> PASSAGE SHOWN:
————————

Be Healthy By Eating Oranges
Be Healthy By Eating Oranges – Oranges have been from time immemorial a staple food in the Mediterranean countries. They have also been a major player in protecting the people of that region from heart disease. Thus, if you never thought of oranges as a ‘must’ food for your heart, here are some good reasons to start doing so:
– Oranges are very rich in vitamin C. This vitamin has the following effects in our body:
– It protects our arteries from free radicals, highly damaging molecules that cause our cells to oxidize.
– It helps prevent the oxidation of cholesterol; oxidized cholesterol sticks to the walls of our arteries, building up plaque. Plaque can grow large enough to block blood flow in our blood vessels, causing a heart attack or a stroke.
– It helps recycle vitamin E, one of the most powerful antioxidants and the first line of defense when it comes to the oxidation of our cells.
– Oranges are naturally rich in folate, or folic acid, a vitamin of the B group. One role of folate is to process the amino acid homocysteine in our body. When folate is lacking, homocysteine is not broken down, piles up in our blood vessels and becomes toxic even in small amounts. The accumulation of high levels of homocysteine in the blood may cause a heart attack even among people who have adequate cholesterol levels.
Oranges and minerals
– Sodium. Oranges are very low in sodium. When we eat foods containing a large amount of sodium (salt) we retain a large volume of fluid in our blood vessels that needs to be moved around by the heart. The result is we end up with high blood pressure.
– Potassium. Oranges are high in potassium, a mineral that plays a key role in heart functions and muscle contractions, making it an important nutrient for a healthy heart. It works with sodium to regulate the water balance in the body. Diets low in sodium and high in potassium lower blood pressure, reducing the risk for strokes.
– Calcium. Oranges contain a good amount of calcium, a mineral extremely important in maintaining normal blood pressure; it is required for nerve transmission and regulation of heart muscle contraction. Many studies have shown that as we increase the consumption of foods with a high content of calcium, the risk of high blood pressure decreases, especially if we maintain adequate intakes of magnesium.
– Magnesium. Oranges are also rich in magnesium; this mineral is needed for more than 300 biochemical reactions in the body. Having adequate amounts of magnesium in the body helps your heart maintain a steady rhythm and normal blood pressure.

————————

> TASK GOAL:
Echo the article on oranges word for word, everything from "Oranges and minerals" down to "high blood pressure.". The entries that come after the article on oranges have no connection to it.

Image point grounding data
————————

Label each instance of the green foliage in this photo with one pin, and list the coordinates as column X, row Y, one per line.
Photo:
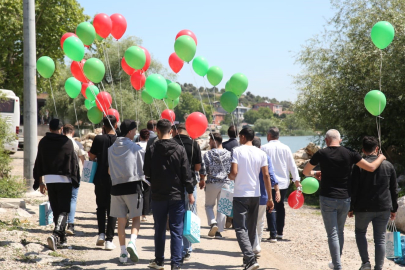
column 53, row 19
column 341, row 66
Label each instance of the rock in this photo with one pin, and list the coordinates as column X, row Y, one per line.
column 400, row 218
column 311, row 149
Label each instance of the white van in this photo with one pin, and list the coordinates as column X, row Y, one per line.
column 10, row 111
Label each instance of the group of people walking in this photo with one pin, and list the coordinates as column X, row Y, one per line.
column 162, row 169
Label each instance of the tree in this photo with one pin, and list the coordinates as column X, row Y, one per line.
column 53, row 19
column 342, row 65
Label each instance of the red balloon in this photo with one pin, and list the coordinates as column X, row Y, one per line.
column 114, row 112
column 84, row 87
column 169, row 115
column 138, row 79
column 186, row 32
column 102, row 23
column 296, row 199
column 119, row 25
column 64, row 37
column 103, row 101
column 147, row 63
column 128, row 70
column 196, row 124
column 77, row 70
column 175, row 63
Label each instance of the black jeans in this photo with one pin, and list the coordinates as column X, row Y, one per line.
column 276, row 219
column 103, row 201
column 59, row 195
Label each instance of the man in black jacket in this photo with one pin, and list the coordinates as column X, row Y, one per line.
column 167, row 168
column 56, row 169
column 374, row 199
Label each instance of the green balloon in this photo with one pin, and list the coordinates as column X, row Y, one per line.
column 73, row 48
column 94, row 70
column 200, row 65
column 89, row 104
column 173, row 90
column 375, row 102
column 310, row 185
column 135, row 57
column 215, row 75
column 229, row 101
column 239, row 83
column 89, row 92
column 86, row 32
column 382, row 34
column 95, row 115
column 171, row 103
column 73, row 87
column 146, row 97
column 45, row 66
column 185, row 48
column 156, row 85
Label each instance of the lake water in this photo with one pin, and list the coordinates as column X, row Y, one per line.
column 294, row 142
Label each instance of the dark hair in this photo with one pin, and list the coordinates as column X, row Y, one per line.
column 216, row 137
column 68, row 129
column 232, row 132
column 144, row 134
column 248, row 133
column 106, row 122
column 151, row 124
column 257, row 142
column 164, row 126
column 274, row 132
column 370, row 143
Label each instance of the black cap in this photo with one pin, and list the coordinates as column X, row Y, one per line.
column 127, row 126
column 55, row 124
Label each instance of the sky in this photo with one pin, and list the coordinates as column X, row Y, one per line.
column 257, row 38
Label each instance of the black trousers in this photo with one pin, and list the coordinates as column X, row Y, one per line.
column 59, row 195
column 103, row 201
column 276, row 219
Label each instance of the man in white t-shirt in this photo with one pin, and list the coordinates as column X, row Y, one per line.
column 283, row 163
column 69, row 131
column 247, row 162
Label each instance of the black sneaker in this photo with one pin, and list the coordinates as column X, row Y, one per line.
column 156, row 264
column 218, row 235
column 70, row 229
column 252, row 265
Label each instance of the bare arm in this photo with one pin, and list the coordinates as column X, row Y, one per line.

————————

> SOLUTION BELOW:
Oranges and minerals
– Sodium. Oranges are very low in sodium. When we eat foods containing a large amount of sodium (salt) we retain a large volume of fluid in our blood vessels that needs to be moved around by the heart. The result is we end up with high blood pressure.